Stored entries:

⟨

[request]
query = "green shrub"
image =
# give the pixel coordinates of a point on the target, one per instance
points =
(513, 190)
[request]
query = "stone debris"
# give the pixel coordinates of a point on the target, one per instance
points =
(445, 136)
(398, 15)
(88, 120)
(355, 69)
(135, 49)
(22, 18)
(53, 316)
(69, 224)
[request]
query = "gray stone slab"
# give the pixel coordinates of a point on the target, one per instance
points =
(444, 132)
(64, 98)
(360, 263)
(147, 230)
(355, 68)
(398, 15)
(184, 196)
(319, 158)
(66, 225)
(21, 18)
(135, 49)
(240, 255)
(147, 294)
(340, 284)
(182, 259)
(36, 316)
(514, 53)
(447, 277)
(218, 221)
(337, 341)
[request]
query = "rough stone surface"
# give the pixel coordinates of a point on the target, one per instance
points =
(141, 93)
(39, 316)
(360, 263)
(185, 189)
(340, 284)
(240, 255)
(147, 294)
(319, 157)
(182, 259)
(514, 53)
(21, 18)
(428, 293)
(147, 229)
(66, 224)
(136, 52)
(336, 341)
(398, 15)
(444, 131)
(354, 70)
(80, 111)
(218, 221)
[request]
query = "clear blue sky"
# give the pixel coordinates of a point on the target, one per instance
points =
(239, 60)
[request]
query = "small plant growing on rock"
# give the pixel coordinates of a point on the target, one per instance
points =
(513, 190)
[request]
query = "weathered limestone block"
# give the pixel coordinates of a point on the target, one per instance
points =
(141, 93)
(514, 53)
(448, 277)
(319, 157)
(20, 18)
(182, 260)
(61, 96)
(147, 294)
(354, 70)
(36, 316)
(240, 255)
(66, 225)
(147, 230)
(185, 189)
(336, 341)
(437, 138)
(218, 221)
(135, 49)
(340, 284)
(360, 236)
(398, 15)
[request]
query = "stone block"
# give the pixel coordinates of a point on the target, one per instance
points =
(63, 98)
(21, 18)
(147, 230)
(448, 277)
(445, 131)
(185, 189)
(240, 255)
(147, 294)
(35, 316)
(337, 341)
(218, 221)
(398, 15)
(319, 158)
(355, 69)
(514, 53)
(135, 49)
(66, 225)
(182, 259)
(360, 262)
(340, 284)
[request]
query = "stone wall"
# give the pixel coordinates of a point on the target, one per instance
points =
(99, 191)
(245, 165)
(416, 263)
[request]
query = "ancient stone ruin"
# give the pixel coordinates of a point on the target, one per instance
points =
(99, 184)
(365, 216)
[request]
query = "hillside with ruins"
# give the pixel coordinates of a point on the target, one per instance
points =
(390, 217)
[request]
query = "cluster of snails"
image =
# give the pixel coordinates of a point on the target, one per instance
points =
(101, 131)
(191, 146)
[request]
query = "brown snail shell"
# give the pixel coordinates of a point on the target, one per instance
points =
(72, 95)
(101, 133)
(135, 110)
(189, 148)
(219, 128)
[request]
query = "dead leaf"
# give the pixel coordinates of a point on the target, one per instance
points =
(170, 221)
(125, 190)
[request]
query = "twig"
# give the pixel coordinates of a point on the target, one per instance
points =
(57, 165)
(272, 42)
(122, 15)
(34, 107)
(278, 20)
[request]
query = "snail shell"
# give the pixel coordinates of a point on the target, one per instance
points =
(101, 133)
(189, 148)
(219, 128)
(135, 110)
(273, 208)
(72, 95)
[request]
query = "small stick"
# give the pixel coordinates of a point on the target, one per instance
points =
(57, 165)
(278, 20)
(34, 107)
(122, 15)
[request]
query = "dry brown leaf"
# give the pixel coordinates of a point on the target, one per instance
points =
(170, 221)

⟩

WORK TO COMPLETE: Exact copies of all the entries above should be returned.

RESPONSE TO THIS EXERCISE:
[request]
query = "green shrub"
image =
# give the pixel coordinates of a point on the target, one per instance
points =
(513, 190)
[request]
query = "stone debris"
# give the pixel coordinates of a point on the target, one per instance
points =
(445, 136)
(398, 15)
(88, 120)
(355, 69)
(135, 49)
(22, 18)
(53, 316)
(69, 224)
[request]
query = "gray stone slab"
# give the pixel coordinates of a point on the target, one per instance
points =
(444, 132)
(64, 98)
(360, 263)
(147, 230)
(355, 68)
(398, 15)
(184, 196)
(319, 158)
(66, 225)
(21, 18)
(135, 49)
(240, 255)
(147, 294)
(340, 284)
(182, 259)
(36, 316)
(514, 53)
(447, 277)
(218, 221)
(337, 341)
[request]
query = "rough stone surface"
# give the pixel coordinates of a point on the target, one per instance
points =
(141, 93)
(39, 316)
(360, 263)
(185, 189)
(340, 284)
(240, 255)
(147, 294)
(319, 157)
(182, 259)
(514, 53)
(21, 18)
(428, 293)
(147, 229)
(66, 224)
(136, 52)
(336, 341)
(398, 15)
(444, 131)
(354, 70)
(80, 111)
(218, 221)
[request]
query = "clear blue sky"
# give the pixel coordinates of a point on the target, one per instance
points =
(239, 60)
[request]
query = "small plant growing on rock"
# give the pixel coordinates of a point on the target, one per instance
points =
(513, 190)
[request]
query = "weathered limestone block"
# give the pixel coordinates of a point on the target, one per instance
points =
(141, 93)
(514, 53)
(448, 277)
(319, 157)
(20, 18)
(182, 260)
(61, 96)
(147, 294)
(354, 70)
(36, 316)
(240, 255)
(66, 225)
(147, 230)
(185, 189)
(336, 341)
(437, 138)
(218, 221)
(135, 49)
(340, 284)
(360, 236)
(398, 15)
[request]
query = "stone block"
# give the pixel coordinates of a point on the target, one per instance
points =
(63, 98)
(21, 18)
(147, 230)
(448, 277)
(445, 131)
(185, 189)
(240, 255)
(147, 294)
(35, 316)
(337, 341)
(218, 221)
(398, 15)
(319, 158)
(355, 69)
(514, 53)
(135, 49)
(66, 225)
(182, 259)
(360, 262)
(340, 284)
[request]
query = "stone wall"
# give the pixel coordinates of a point on the target, one per instance
points =
(99, 191)
(245, 165)
(416, 263)
[request]
query = "ancient stone ruin"
# give the pixel coordinates of a point on the target, one per instance
points =
(99, 184)
(365, 216)
[request]
query = "hillside with ruins"
# give the pixel coordinates of a point on the target, one per instance
points =
(390, 217)
[request]
query = "cluster of snails"
image =
# give the pixel coordinates of a point on the target, one per instance
points =
(101, 131)
(191, 146)
[request]
query = "brown snail shell"
# give the pixel coordinates of a point on the target, one per instance
points =
(72, 95)
(101, 133)
(135, 110)
(189, 148)
(219, 128)
[request]
query = "dead leaf"
# give the pixel coordinates of a point on the target, one per instance
points =
(170, 221)
(125, 190)
[request]
query = "twig"
# give the pixel coordinates of a point on the target, one per instance
points =
(57, 165)
(272, 42)
(122, 15)
(34, 107)
(278, 20)
[request]
query = "snail shell"
# give the pixel coordinates of a point on the target, one per instance
points =
(101, 133)
(189, 148)
(219, 128)
(135, 110)
(273, 208)
(72, 95)
[request]
query = "small stick"
# give the pixel coordinates of a point on the target, one per instance
points =
(57, 165)
(278, 20)
(34, 107)
(122, 15)
[request]
query = "dry brown leaf"
# give the pixel coordinates of a point on the target, one per instance
points =
(170, 221)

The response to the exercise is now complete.